▶ **What you will do**
From the first line to the last, set down the material exactly and drop every picture.

·····

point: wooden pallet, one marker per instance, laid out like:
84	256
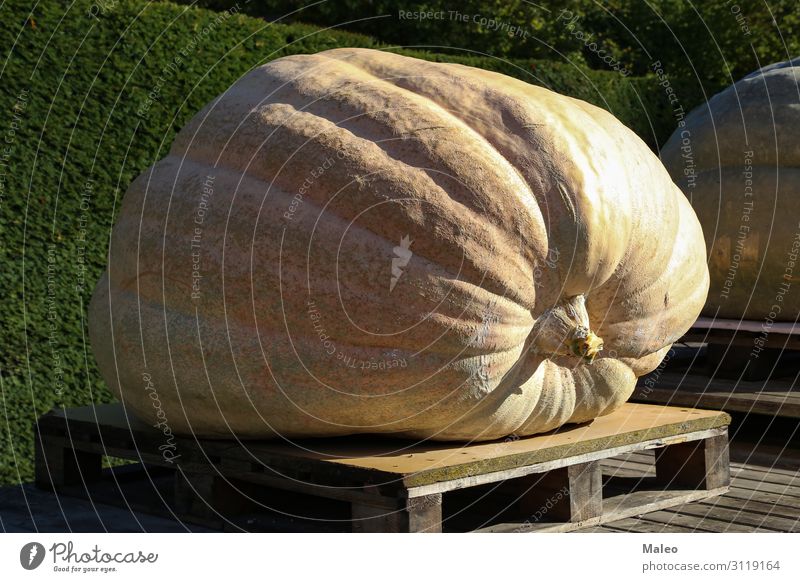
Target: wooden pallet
549	482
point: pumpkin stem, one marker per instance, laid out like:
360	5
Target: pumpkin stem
564	330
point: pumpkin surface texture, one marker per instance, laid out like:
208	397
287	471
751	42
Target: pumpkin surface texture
361	242
738	160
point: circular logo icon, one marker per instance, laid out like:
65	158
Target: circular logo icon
31	555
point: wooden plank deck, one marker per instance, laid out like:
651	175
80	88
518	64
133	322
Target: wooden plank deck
760	499
764	493
693	378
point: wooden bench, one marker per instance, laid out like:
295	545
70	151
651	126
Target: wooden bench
549	482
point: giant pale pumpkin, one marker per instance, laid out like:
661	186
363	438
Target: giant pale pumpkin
361	242
738	160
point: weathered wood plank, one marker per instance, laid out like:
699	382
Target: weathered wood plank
668	517
417	515
632	524
736	516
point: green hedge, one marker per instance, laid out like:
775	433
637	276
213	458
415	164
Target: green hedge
707	45
72	83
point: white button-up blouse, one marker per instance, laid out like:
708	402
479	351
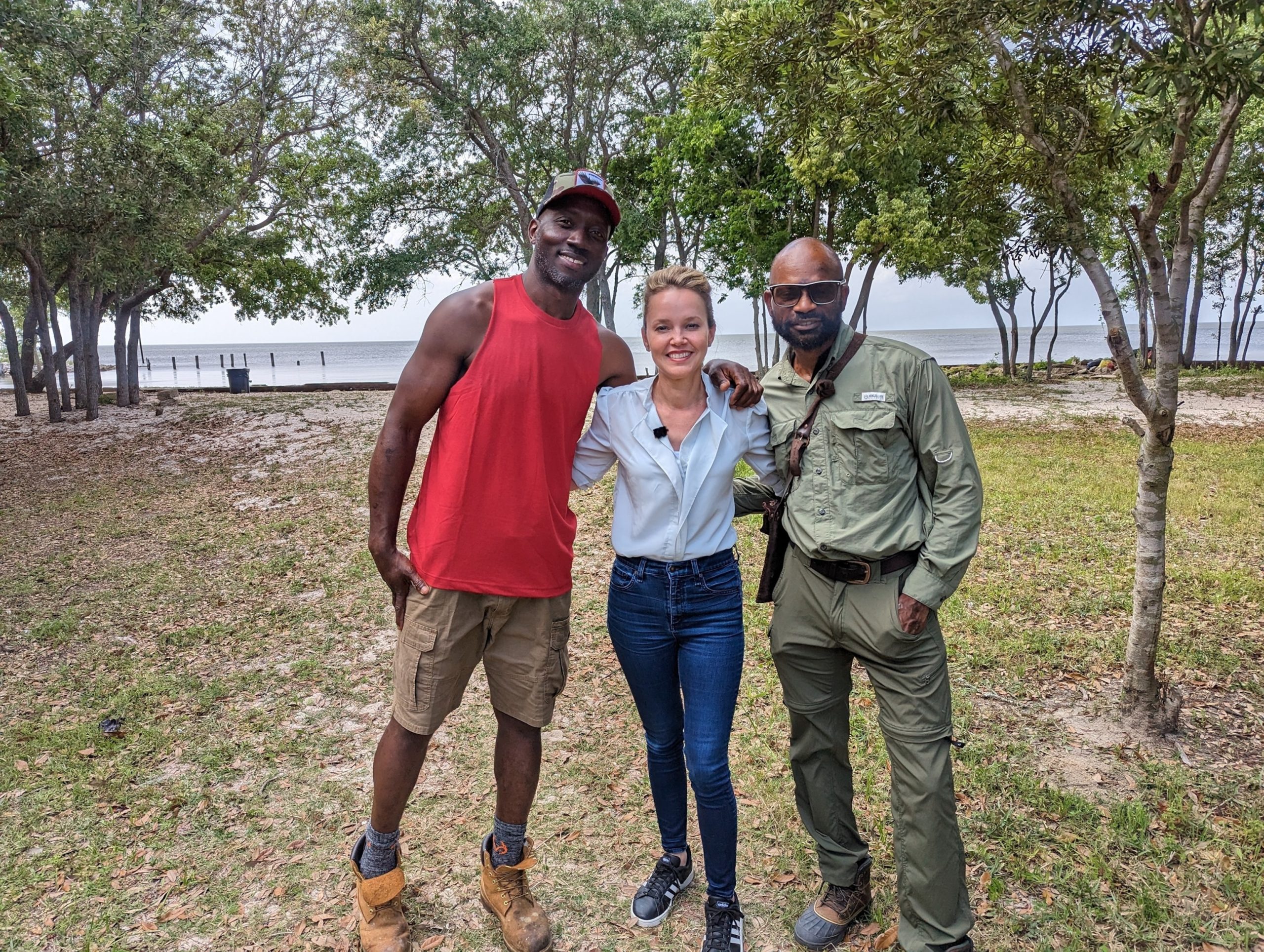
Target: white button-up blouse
671	506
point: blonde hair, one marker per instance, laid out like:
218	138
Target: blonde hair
678	276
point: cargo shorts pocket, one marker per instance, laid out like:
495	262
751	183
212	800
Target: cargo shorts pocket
415	653
559	655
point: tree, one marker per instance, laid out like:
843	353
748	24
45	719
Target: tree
484	103
168	145
875	198
1075	91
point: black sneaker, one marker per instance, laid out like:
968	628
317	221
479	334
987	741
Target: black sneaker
725	926
653	902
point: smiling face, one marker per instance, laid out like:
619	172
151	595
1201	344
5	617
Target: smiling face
806	325
675	332
570	237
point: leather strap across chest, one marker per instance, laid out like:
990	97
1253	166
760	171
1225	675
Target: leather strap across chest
825	390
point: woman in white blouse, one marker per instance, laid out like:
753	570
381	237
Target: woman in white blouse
675	598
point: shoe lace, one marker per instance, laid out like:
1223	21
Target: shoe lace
840	898
513	884
719	928
663	876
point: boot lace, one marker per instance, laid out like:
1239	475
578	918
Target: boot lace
845	901
513	884
719	928
660	880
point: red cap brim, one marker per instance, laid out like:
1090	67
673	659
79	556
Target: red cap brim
590	191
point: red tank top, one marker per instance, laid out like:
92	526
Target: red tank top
493	514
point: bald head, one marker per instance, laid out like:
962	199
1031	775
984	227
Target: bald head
807	326
803	261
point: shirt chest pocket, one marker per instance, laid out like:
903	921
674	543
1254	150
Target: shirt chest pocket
865	443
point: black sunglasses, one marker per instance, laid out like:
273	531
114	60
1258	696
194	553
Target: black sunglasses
822	292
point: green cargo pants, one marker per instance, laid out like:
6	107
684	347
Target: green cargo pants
818	628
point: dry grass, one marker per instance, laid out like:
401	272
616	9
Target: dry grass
202	576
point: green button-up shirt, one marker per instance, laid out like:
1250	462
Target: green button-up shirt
889	467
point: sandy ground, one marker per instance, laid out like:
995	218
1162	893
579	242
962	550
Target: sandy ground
1064	401
1104	397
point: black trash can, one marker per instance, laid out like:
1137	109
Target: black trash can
239	380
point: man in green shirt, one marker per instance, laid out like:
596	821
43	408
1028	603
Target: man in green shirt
883	521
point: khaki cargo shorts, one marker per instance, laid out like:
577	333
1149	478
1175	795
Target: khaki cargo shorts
521	641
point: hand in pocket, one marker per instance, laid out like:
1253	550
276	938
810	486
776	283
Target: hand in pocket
913	615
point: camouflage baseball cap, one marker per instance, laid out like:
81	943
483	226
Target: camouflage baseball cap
582	181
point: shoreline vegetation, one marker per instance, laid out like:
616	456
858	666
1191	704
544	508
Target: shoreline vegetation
197	667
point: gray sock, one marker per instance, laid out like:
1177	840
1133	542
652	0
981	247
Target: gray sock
507	840
380	853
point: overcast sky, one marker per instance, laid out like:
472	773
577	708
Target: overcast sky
913	305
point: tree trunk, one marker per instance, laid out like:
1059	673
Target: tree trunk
1235	326
60	356
46	353
603	299
1154	468
593	300
1195	306
76	317
91	321
1143	328
134	358
19	382
1251	332
866	286
1053	339
120	358
30	337
775	338
759	348
1000	326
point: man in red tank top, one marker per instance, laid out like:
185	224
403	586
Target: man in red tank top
511	368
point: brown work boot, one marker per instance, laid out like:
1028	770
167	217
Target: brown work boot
506	894
380	908
826	923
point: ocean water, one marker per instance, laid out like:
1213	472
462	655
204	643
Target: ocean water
364	362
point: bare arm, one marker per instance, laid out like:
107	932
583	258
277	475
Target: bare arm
617	367
448	344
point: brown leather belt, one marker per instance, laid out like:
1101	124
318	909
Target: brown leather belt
860	573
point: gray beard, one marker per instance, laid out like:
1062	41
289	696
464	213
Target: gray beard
827	332
558	278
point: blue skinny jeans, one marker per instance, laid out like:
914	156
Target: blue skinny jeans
676	629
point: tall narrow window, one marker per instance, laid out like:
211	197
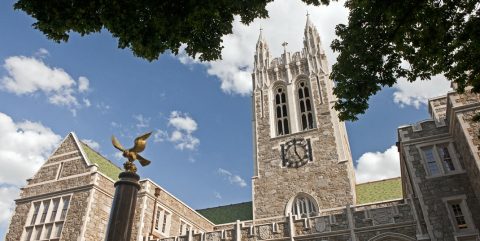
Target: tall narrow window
53	215
446	158
430	161
46	205
281	111
306	106
157	218
459	216
304	206
28	234
64	208
162	221
36	208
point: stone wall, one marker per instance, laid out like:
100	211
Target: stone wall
72	226
326	178
18	220
178	210
99	212
432	192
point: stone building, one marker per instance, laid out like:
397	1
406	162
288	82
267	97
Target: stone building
303	182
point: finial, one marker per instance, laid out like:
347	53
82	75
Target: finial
284	44
132	153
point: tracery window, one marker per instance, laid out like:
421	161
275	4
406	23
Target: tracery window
45	223
306	106
304	206
439	159
162	221
281	111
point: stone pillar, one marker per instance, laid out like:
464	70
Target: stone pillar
123	207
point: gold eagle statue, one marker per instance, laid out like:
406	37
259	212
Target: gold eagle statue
132	153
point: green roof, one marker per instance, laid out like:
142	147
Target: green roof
378	191
105	166
228	213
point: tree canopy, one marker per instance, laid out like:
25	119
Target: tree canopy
382	42
148	28
411	39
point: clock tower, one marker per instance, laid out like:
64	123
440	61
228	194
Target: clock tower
302	159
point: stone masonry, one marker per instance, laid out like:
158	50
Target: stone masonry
329	178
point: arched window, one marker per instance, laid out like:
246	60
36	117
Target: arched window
306	106
281	111
304	206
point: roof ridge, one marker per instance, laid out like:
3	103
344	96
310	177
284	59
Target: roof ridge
225	205
386	179
100	154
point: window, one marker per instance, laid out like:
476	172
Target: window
36	208
439	159
162	220
53	215
459	214
304	206
184	227
66	201
46	205
281	111
306	106
47	226
430	161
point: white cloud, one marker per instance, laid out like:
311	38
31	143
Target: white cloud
182	135
91	143
7	204
24	146
373	166
142	122
83	84
233	179
285	24
115	124
42	53
418	92
182	121
87	102
160	136
30	75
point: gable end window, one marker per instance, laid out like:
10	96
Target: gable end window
162	221
44	221
305	104
459	214
281	112
439	159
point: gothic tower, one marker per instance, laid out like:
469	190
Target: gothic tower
302	159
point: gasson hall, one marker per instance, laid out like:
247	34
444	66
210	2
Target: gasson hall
303	184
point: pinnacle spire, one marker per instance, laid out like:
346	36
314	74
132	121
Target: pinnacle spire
309	22
260	36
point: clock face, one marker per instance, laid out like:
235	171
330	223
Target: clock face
295	153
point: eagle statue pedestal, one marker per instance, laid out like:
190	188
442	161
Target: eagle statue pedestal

·····

▶ **Output below**
point: wooden pallet, one marker per instance, laid out like:
84	256
Target: wooden pallet
549	482
point: pumpkin stem, one marker per instance, laid out like:
360	5
Target: pumpkin stem
564	330
point: pumpkin surface texture, one marker per instance, laid out like:
208	397
287	471
751	42
Target: pumpkin surface texture
361	242
738	160
point: circular logo icon, one marker per instance, laid out like:
65	158
Target: circular logo icon
31	555
point: wooden plank deck, one marker per instance, laid out like:
651	175
80	88
518	64
133	322
Target: wooden plank deck
760	499
764	493
693	378
point: wooden bench, one marker per instance, laid out like:
295	545
70	151
651	126
Target: wooden bench
549	482
point: giant pale pumpkin, one marker per instance, laid out like:
661	186
363	438
Target: giant pale pumpkin
361	242
738	160
point: weathered wood plank, one marker per instance, laid out like:
699	382
Target: weathered wood plank
668	517
417	515
632	524
736	516
point: green hedge, one marker per instance, laid out like:
775	433
637	276
213	458
415	164
Target: green hedge
707	45
72	83
point: white button-up blouse, one marker per instance, laid out like:
708	402
479	351
Target: white button-up blouse
671	506
point: blonde hair, one marker per instance, laid out like:
218	138
Target: blonde hair
678	276
point: cargo shorts pocket, one marker per instance, laid out like:
495	262
751	183
212	800
Target: cargo shorts pocket
415	653
559	655
point: tree, one marker per instance, laid out like:
843	353
748	24
45	719
Target: tree
484	103
168	145
875	198
1075	91
point: black sneaker, one marker per instance, laid out like:
968	628
317	221
479	334
987	741
Target: black sneaker
725	926
653	902
point: smiling face, one marker per instance, laid out like:
619	172
151	595
1201	344
5	617
Target: smiling face
806	325
675	332
570	237
point: leather strap across chest, one marker per instance, laid out like:
990	97
1253	166
760	171
1225	675
Target: leather strap across chest
825	390
point: woman in white blouse, one marker per instance, laid out like:
753	570
381	237
Target: woman in white blouse
675	598
point: shoe lace, one marker per instance, laid out like:
1223	21
Target: shoe lace
840	898
513	884
719	928
663	876
point: boot lace, one marker per instance, laid out like:
1239	475
578	918
Target: boot lace
845	901
513	884
719	928
660	880
point: red cap brim, one marker per instance, laid out like:
1090	67
673	659
79	556
Target: red cap brim
590	191
point: red tank top, one marker per instance, laid out like:
92	526
Target: red tank top
493	514
point: bald head, one marker per instance, laid out like:
962	199
1031	775
984	227
Target: bald head
807	326
803	261
point: shirt chest pocket, one marker per instance, laid out like:
903	921
674	543
1254	150
Target: shirt chest pocket
865	443
point: black sunglasses, one marker per instance, laid out like:
273	531
114	60
1258	696
194	553
Target: black sunglasses
822	292
point: green cargo pants, one marker per instance, laid out like:
6	107
684	347
Target: green cargo pants
818	628
point: dry grass, one marker per instance, laid out like:
401	272
616	9
Target: dry grass
202	576
point: green button-up shirt, one marker per instance, laid out like:
1250	462
Target: green button-up shirt
889	467
point: sandy ground, one marker per instance, laid out like:
995	218
1162	893
579	242
962	550
Target: sandy ground
1064	401
1104	397
point: black trash can, one marker per instance, laid out like:
1137	109
Target: black trash can
239	380
point: man in green shirt, one marker per instance, laid out like:
596	821
43	408
1028	603
Target: man in green shirt
883	521
point: khaki cargo shorts, one marker per instance, laid out like:
577	333
1149	478
1175	795
Target: khaki cargo shorts
521	641
point: hand in pocket, one marker per instance, laid out like:
1253	550
276	938
810	486
776	283
Target: hand in pocket
913	615
point: camouflage baseball cap, one marker per instance, laid out like:
81	943
483	226
Target: camouflage baseball cap
582	181
point: shoreline vegetation, one marker per instance, laid out like:
616	456
858	666
1191	704
544	508
Target: shoreline vegetation
197	667
point: gray sock, one marker per instance, laid out like:
1177	840
1133	542
652	0
981	247
Target: gray sock
507	840
380	853
point: overcast sky, one marker per instance, laid out like:
472	773
577	708
Target: overcast sky
913	305
point: tree trunk, one marker per instance, laid out like:
1059	673
Target: tree trunk
1235	326
60	356
46	353
603	299
1154	468
593	300
1195	306
76	317
91	321
1143	328
134	358
19	382
1251	332
866	286
1053	339
120	358
30	337
775	338
759	348
1000	326
point: man in red tank top, one marker per instance, laid out like:
185	224
403	586
Target: man in red tank top
511	368
point: brown work boot, one marker per instance, laid out like:
1028	770
167	217
Target: brown work boot
506	894
380	908
826	923
point: ocean water, one marker per instance, laid out like:
1213	472
462	655
204	643
Target: ocean water
364	362
point: bare arm, one marker per instance, laid out like:
107	932
583	258
277	475
Target: bare arm
617	367
448	344
point: brown leather belt, one marker per instance, laid out like:
1101	124
318	909
Target: brown leather belt
860	573
point: gray beard, one marker per instance, laid out like:
1062	41
289	696
464	213
Target: gray beard
827	332
558	278
point: blue skinny jeans, one marker per instance, laid out like:
914	156
Target: blue skinny jeans
676	629
point: tall narrow window, one marker per instance, laid out like:
211	197
Target: tall narrow window
53	215
446	158
430	161
46	205
281	111
306	106
157	218
459	216
304	206
28	234
64	208
162	221
36	208
point: stone wall, one marker per instance, laid out like:
100	211
Target: stone wall
72	226
326	178
18	220
178	210
99	212
432	192
point: stone building, one marker per instance, laid out like:
397	1
406	162
288	82
267	97
Target: stone building
303	182
point: finial, one marker per instance, laid out like:
347	53
82	75
Target: finial
284	44
132	153
point: tracery window, one marker per instance, laid out like:
421	161
275	4
406	23
Target: tracery window
45	223
306	106
304	206
439	159
162	221
281	111
point: stone pillar, one marker per instance, laid out like:
464	70
Target: stone pillar
123	207
point: gold eagle statue, one marker per instance, laid out like:
406	37
259	212
Target: gold eagle statue
132	153
point: green roof, one marker per instance, laid out like:
142	147
Target: green roof
378	191
105	166
228	213
point: tree canopy, one marker per instance, laid out like:
25	119
Target: tree canopy
382	42
148	28
411	39
point: clock tower, one marker per instance, laid out like:
64	123
440	61
228	194
Target: clock tower
302	159
point: stone masonry, one marker per instance, laid out like:
158	50
Target: stone masonry
329	178
point: arched window, one marker per instance, laid out like:
246	60
36	117
Target: arched window
306	106
281	111
304	206
point: roof ridge, one marker per instance, laid out like:
3	103
344	96
310	177
284	59
Target: roof ridge
225	205
386	179
100	154
point: window, one marker per instance, laid out like:
476	172
Target: window
36	208
439	159
162	220
53	215
459	214
304	206
184	227
66	201
46	205
281	111
306	106
47	226
430	161
point: white cloud, one marker per instance, laid out like:
311	38
31	143
Target: white cloud
182	135
91	143
7	204
24	146
373	166
142	122
83	84
233	179
285	24
115	124
42	53
418	92
182	121
87	102
160	136
30	75
point: gable end window, one marker per instance, laid out like:
10	96
Target: gable end window
162	221
44	221
305	104
459	214
281	112
439	159
point: gothic tower, one marker per instance, laid out like:
469	190
Target: gothic tower
302	159
point: gasson hall, one marker per instance, laid out like:
247	34
444	66
210	2
Target: gasson hall
303	184
point: pinnacle spire, one marker per instance, laid out like:
346	36
314	74
132	121
Target: pinnacle spire
309	22
260	36
point: clock face, one marker per instance, laid out like:
235	171
330	223
Target: clock face
295	153
point: eagle statue pedestal, one marker per instance, laid out like:
190	188
442	161
Target: eagle statue pedestal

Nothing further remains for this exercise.